» **Directions**
Only one range belongs in the answer: the line holding "of the table" through the last line of the records, reproduced as is.

[[ Supplied material open ]]

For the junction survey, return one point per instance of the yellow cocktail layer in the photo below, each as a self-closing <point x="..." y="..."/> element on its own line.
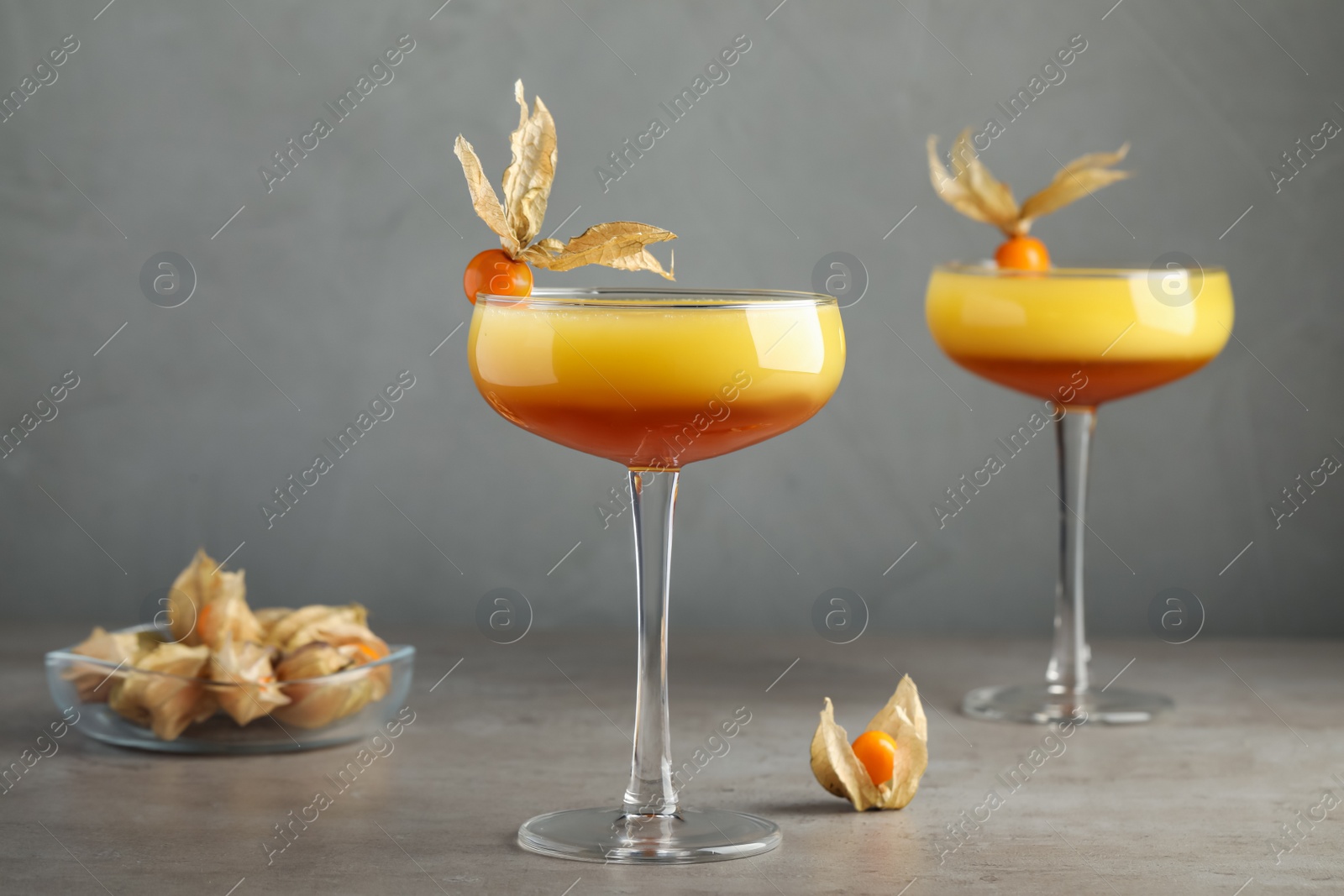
<point x="1075" y="316"/>
<point x="656" y="387"/>
<point x="656" y="358"/>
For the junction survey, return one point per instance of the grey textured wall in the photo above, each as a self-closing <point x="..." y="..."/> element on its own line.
<point x="320" y="291"/>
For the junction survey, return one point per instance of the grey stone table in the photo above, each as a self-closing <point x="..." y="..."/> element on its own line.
<point x="1189" y="805"/>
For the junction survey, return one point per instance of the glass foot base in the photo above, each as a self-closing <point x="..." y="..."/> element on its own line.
<point x="611" y="836"/>
<point x="1038" y="705"/>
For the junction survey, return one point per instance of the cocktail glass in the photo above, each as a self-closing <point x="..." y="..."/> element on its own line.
<point x="655" y="379"/>
<point x="1075" y="338"/>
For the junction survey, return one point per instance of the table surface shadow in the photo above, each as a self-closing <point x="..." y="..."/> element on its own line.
<point x="1223" y="797"/>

[[ Supplied material closed ]]

» **Solution**
For the junction survey, return one point per instance of the table surface shadow in the photo above, each as a self-closing <point x="..." y="..."/> element on its own line.
<point x="1223" y="797"/>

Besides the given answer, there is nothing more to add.